(Data excerpts)

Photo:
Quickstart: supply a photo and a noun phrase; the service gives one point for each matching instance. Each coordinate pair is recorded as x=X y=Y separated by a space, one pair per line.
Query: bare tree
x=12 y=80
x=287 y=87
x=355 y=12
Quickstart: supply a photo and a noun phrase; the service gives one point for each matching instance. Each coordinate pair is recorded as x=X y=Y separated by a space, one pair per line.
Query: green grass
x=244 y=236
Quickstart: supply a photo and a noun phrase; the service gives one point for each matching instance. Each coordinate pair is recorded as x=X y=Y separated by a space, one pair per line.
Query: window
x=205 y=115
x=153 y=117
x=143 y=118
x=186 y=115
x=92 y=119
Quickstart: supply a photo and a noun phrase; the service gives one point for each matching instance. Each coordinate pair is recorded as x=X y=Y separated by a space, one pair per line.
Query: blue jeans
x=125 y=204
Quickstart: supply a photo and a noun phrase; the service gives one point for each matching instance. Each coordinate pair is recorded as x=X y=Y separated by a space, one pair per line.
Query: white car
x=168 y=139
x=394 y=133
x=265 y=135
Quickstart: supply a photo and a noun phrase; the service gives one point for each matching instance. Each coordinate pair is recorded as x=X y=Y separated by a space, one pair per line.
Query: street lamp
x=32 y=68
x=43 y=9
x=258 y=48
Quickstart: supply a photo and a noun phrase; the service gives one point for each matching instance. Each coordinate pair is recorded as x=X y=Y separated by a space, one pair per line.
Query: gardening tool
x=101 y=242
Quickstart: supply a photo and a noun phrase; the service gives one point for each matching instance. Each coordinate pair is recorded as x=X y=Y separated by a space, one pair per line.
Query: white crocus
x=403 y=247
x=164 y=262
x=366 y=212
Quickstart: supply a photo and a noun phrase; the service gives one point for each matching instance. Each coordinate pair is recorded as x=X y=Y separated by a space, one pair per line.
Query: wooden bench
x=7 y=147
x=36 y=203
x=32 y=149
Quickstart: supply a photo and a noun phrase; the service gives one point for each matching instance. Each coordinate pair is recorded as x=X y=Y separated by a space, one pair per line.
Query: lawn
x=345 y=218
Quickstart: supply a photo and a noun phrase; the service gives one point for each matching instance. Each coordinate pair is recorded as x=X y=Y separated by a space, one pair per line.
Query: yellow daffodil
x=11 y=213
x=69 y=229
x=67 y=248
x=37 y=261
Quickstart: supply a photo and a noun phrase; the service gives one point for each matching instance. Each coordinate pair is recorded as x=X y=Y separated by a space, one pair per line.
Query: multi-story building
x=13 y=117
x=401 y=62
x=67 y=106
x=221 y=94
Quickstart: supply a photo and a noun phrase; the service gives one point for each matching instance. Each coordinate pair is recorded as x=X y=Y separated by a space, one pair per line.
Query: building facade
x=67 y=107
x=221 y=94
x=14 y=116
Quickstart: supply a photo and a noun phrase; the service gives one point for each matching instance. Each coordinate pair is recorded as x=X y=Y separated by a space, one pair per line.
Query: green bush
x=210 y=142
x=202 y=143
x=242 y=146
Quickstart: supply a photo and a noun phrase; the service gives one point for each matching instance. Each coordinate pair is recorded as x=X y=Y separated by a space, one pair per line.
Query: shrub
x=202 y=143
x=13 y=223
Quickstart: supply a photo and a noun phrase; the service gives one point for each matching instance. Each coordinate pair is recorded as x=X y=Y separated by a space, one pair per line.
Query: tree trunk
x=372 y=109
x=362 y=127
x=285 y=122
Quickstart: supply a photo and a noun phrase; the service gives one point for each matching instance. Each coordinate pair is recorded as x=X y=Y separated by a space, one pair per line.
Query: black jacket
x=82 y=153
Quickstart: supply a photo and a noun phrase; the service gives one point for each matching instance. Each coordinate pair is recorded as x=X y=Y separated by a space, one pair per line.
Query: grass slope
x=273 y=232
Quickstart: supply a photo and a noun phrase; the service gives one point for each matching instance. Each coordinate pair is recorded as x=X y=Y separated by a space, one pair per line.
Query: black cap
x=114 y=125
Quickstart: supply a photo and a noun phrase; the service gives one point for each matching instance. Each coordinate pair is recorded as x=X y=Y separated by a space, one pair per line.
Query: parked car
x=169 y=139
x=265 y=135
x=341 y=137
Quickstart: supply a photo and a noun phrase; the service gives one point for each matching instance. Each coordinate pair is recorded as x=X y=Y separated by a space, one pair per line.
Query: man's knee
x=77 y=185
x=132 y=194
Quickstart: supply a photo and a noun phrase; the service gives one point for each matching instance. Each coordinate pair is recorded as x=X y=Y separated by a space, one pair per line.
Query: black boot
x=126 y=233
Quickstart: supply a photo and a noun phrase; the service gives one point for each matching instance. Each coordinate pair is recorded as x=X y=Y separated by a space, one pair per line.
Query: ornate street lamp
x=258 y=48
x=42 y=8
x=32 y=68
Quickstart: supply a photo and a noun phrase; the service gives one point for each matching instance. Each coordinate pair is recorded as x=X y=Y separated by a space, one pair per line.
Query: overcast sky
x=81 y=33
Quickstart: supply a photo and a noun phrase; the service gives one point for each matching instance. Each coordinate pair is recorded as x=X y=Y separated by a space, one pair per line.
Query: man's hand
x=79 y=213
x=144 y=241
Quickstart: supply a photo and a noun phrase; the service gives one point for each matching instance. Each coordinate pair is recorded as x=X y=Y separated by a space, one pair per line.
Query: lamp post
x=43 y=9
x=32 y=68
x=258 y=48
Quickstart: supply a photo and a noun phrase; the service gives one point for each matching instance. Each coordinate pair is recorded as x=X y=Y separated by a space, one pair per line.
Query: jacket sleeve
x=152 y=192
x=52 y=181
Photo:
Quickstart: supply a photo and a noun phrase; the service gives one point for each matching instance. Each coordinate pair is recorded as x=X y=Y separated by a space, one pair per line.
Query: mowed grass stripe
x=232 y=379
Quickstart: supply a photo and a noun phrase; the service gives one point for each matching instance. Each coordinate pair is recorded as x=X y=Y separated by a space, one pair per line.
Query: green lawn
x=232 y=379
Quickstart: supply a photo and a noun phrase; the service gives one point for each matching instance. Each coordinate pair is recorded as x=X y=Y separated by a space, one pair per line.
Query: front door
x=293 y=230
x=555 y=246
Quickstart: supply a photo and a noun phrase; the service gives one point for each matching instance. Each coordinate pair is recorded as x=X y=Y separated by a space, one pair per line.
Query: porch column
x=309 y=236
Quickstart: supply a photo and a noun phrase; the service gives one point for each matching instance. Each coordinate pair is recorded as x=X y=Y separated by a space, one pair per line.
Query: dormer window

TASK
While keeping every line the same, please copy out all the records.

WRITTEN ANSWER
Photo:
Quickstart: supply a photo and a noun phrase; the service gives one point for each matching instance. Each coordinate pair is recorded as x=X y=Y separated by a space, one pair per line.
Query: bare tree
x=12 y=80
x=287 y=87
x=355 y=12
Quickstart: supply a photo and a noun phrase; the service gives one point for each matching instance. Each coordinate pair is recorded as x=X y=Y separated by a space, one pair per line.
Query: green grass
x=244 y=236
Quickstart: supply a photo and a noun phrase; the service gives one point for each matching instance. Each coordinate pair is recorded as x=X y=Y separated by a space, one pair per line.
Query: window
x=205 y=115
x=153 y=117
x=143 y=118
x=186 y=115
x=92 y=119
Quickstart: supply a photo and a noun phrase; the service gives one point for each matching instance. Each coordinate pair is recorded as x=X y=Y separated by a space, one pair per line.
Query: blue jeans
x=125 y=204
Quickstart: supply a photo and a noun phrase; the service gives one point for each matching instance. Each coordinate pair is recorded as x=X y=Y separated by a space, one pair per line.
Query: white car
x=168 y=139
x=394 y=133
x=265 y=135
Quickstart: supply a photo and a noun phrase; the service gives one point for each matching instance. Each coordinate pair is recorded as x=X y=Y separated by a space, one pair per line.
Query: street lamp
x=32 y=68
x=43 y=9
x=258 y=48
Quickstart: supply a photo and a noun phrase; the service gives one point for each matching instance. Each coordinate pair is recorded as x=X y=Y separated by a space, one pair per line.
Query: gardening tool
x=101 y=242
Quickstart: supply a photo and a noun phrase; the service gives one point for each matching instance. Each coordinate pair is recorded as x=X y=Y separated by a space, one pair per line.
Query: white crocus
x=403 y=247
x=164 y=262
x=366 y=212
Quickstart: supply a photo and a noun phrase; the service gives one point for each matching instance. Each coordinate pair is recorded as x=X y=Y separated by a space, one pair per line.
Query: wooden bench
x=7 y=147
x=36 y=203
x=32 y=149
Quickstart: supply a photo and a noun phrase; the service gives one point for each matching instance. Each coordinate pair is recorded as x=X y=Y separated by a space, one pair per line.
Query: lawn
x=345 y=218
Quickstart: supply a photo and a noun phrase; the service gives one point for each matching instance. Each coordinate pair is recorded as x=X y=Y separated by a space, one pair per line.
Query: yellow daffodil
x=11 y=213
x=69 y=229
x=67 y=248
x=37 y=261
Quickstart: supply a photo and a noun phrase; the service gives one point for each matching instance. Each coordinate pair is recorded as x=X y=Y separated by a space, one pair per line.
Query: multi-story building
x=13 y=117
x=401 y=62
x=67 y=106
x=221 y=94
Quickstart: supply a photo and a noun phrase; the service gives one point for each matching instance. Each coordinate pair is recorded as x=X y=Y separated by a space, one pair per line.
Query: building facade
x=67 y=107
x=221 y=94
x=14 y=116
Quickstart: supply a photo and a noun phrase; the service gives one point for each matching instance. Each coordinate pair is recorded as x=X y=Y separated by a space, one pair per line.
Query: green bush
x=210 y=142
x=202 y=143
x=242 y=146
Quickstart: supply a photo and a noun phrase; the service gives one point for each matching instance. Each coordinate pair is recorded as x=X y=Y separated by a space, one pair per line.
Query: shrub
x=202 y=143
x=13 y=223
Quickstart: supply a photo and a noun phrase; the service gives one point for each matching instance. Each coordinate pair is recorded as x=X y=Y separated by a space, one pair per line.
Query: tree trunk
x=372 y=109
x=362 y=127
x=285 y=122
Quickstart: supply a photo and a noun phrase; the service gives one point for each matching instance. Each coordinate pair is recorded as x=X y=Y separated by a space, one pair per line.
Query: black jacket
x=82 y=153
Quickstart: supply a photo and a noun phrase; the service gives one point for each matching instance. Each coordinate pair is recorded as x=X y=Y separated by a space, one pair per line.
Query: grass slope
x=273 y=232
Quickstart: supply a photo and a noun phrase; the service gives one point for each matching instance. Each coordinate pair is recorded as x=X y=Y separated by a space, one pair per line.
Query: black cap
x=114 y=125
Quickstart: supply a photo and a noun phrase; the service gives one point for each matching instance. Each coordinate pair is recorded as x=X y=Y separated by a space, one pair per line.
Query: parked car
x=169 y=139
x=265 y=135
x=341 y=137
Quickstart: supply a photo and a noun phrase; the service gives one point for each matching instance. Each coordinate pair is recorded as x=X y=Y separated by a space, one pair per line.
Query: man's knee
x=77 y=185
x=132 y=194
Quickstart: supply a photo and a noun phrase; the service gives one point for each matching instance. Each coordinate pair is recorded as x=X y=Y separated by a space, one pair per line.
Query: black boot
x=126 y=233
Quickstart: supply a photo and a noun phrase; the service gives one point for each matching instance. Each coordinate pair is recorded as x=X y=Y separated by a space, one pair per line.
Query: ornate street lamp
x=258 y=48
x=42 y=8
x=32 y=68
Quickstart: supply a photo and a noun phrase; the service gives one point for each matching instance. Each coordinate pair is recorded as x=X y=Y separated by a space, one pair per line.
Query: overcast sky
x=81 y=33
Quickstart: supply a photo and a noun phrase; the service gives one point for each matching instance. Each coordinate pair is recorded as x=X y=Y separated by a space, one pair per line.
Query: man's hand
x=79 y=213
x=144 y=241
Quickstart: supply a photo and a noun phrase; the service gives one point for each matching instance. Each coordinate pair is recorded as x=X y=Y separated by a space, one pair per line.
Query: lamp post
x=43 y=9
x=32 y=68
x=258 y=48
Quickstart: supply a photo and a noun phrase; the service gives one point for each matching instance. Each coordinate pair is recorded as x=X y=Y separated by a space, one pair per line.
Query: jacket sleeve
x=152 y=192
x=52 y=181
Photo:
Quickstart: supply a photo and a noun phrase; the service gives one point for each matching instance. Each coordinate pair is recorded as x=X y=Y separated by a space, one pair per line.
Query: mowed grass stripe
x=232 y=379
Quickstart: supply a photo and a noun phrase; the service gives one point for each matching instance. Each coordinate pair is recorded as x=X y=Y separated by a space, one pair per line.
Query: green lawn
x=232 y=379
Quickstart: supply a photo and a noun phrase; the service gives one point for each matching instance. Each coordinate pair is recorded as x=X y=Y separated by a space, one pair per line.
Query: front door
x=293 y=230
x=555 y=246
Quickstart: supply a photo and a noun phrase; the service gives one point for each matching instance. Each coordinate pair is recorded as x=X y=Y separated by a space, one pair per line.
Query: porch column
x=309 y=236
Quickstart: supply a photo and a noun phrase; the service gives one point for each matching instance. Each coordinate pair is recorded as x=X y=Y separated by a space, one pair per line.
Query: dormer window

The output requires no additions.